=== Passage to read ===
━━━━━━━━━━━━━━━━━━━━━━━━━━━━━━

Have a great weekend and enjoy the OLYMPICS!!!

Wednesday, August 06, 2008

July/Aug Earnings Season

Here are a few quick updates for trading during this earnings season:

Commodities - Trade these names quickly and look to sell the rips and buy the dips (thanks Fast Money for this phrase).

I am looking for oversold conditions and carefully buying these names. For instance, I have had a limit order out to buy the COAL ETF (NYSE: KOL) @ 42.90 in the event it reached to these fundamental levels which I considered cheap. I am not a technical chartist but I have found that these levels seemed reasonable, offered support and not to mention would require almost a 15% decline from recent levels. Well to say the least I hit my limit and will the recent pull back this morning I unloaded KOL for around a 2-3% gain.

Clayton Williams (CWEI) - Going back to the theme identified above, I am going into earning season and if I see a fundamental shift in the business model of one of the stocks we own its time to unload. I am sad to say that I have finally sold CWEI after its most recent earnings after holding on for over 2 years. From the depths of 30-40$ a share we watched this ride to over 100% gain. The earnings report available to everyone this morning before the actual call told the story. They had losses on derivatives, and some of the wells are costing more that what they had hoped...throw into the mix that the commodity sector is taking it on the chin...its time to sell this gem of a stock.

Thursday, July 31, 2008

URB Recommendations - July 31

Brooks Automation (BRKS) - As you know my screens often gravitate me towards down and out of favor stocks on Wall Street and the latest is no exception. From what I have researched BRKS was in deep doo doo. Yep you heard me they messed up and the Securities Exchange Commission got in that azz and began a probe. It ended in a settlement and as usual no disclosure of wrong doing needed to be made. With this stock trading close to a 52 week low, I see this a catalyst that the worst may be behind Brooks. Remind me to review the recent quarterly reports and new releases to confirm this but I did take away that the settlement will not be applied to the earnings which is great news for new investors. I got an early jump but this may be a great stock to pick up around the lows.

━━━━━━━━━━━━━━━━━━━━━━━━━━━━━━

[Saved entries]
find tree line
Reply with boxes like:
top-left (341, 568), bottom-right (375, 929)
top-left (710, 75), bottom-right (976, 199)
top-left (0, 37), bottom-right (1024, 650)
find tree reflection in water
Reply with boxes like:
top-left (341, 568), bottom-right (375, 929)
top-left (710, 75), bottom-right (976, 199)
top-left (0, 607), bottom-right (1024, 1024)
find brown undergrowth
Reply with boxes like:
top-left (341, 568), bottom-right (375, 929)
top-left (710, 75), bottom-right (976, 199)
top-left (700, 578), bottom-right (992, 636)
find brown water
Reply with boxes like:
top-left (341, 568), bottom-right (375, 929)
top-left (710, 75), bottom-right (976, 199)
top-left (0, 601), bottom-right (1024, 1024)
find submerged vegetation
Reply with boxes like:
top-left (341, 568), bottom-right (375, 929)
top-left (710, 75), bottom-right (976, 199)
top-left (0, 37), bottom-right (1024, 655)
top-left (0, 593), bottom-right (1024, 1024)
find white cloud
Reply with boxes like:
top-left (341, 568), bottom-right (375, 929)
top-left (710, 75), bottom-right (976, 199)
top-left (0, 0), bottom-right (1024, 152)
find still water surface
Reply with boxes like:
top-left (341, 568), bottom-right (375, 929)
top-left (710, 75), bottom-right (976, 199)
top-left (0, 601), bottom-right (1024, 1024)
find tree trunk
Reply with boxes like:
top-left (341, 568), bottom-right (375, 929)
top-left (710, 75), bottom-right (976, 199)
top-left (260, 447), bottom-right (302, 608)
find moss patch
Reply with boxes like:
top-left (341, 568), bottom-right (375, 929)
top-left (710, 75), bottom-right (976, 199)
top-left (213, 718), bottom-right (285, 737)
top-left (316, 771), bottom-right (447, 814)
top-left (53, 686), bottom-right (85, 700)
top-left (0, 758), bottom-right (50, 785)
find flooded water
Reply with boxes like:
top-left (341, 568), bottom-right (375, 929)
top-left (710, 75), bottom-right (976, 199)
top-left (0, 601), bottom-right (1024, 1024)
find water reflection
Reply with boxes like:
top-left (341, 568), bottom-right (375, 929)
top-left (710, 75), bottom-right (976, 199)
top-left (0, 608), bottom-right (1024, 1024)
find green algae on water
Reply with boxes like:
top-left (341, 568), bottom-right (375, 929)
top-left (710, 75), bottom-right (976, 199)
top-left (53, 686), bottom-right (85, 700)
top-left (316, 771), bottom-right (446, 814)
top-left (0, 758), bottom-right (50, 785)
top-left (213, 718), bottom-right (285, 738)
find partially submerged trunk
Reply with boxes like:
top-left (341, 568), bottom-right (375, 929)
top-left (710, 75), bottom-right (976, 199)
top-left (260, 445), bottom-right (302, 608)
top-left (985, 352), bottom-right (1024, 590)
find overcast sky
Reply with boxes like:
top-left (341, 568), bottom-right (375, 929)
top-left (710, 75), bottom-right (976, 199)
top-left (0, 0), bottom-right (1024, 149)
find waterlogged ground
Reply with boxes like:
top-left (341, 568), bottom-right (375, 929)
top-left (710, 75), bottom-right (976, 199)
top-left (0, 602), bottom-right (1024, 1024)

━━━━━━━━━━━━━━━━━━━━━━━━━━━━━━

=== What you need to do ===
**a.** Based on the trading blog excerpt:
(i) At what price was the limit order to buy the COAL ETF (KOL) set?
(ii) How long had CWEI been held before it was sold?
(iii) Which agency began a probe into Brooks Automation?
**b.** Can you copy the records word for word, from the line with "find overcast sky" through the last line of the records, including both?

=== Results in order ===
**a.**
(i) 42.90
(ii) Over 2 years
(iii) The Securities Exchange Commission

**b.**
find overcast sky
Reply with boxes like:
top-left (341, 568), bottom-right (375, 929)
top-left (710, 75), bottom-right (976, 199)
top-left (0, 0), bottom-right (1024, 149)
find waterlogged ground
Reply with boxes like:
top-left (341, 568), bottom-right (375, 929)
top-left (710, 75), bottom-right (976, 199)
top-left (0, 602), bottom-right (1024, 1024)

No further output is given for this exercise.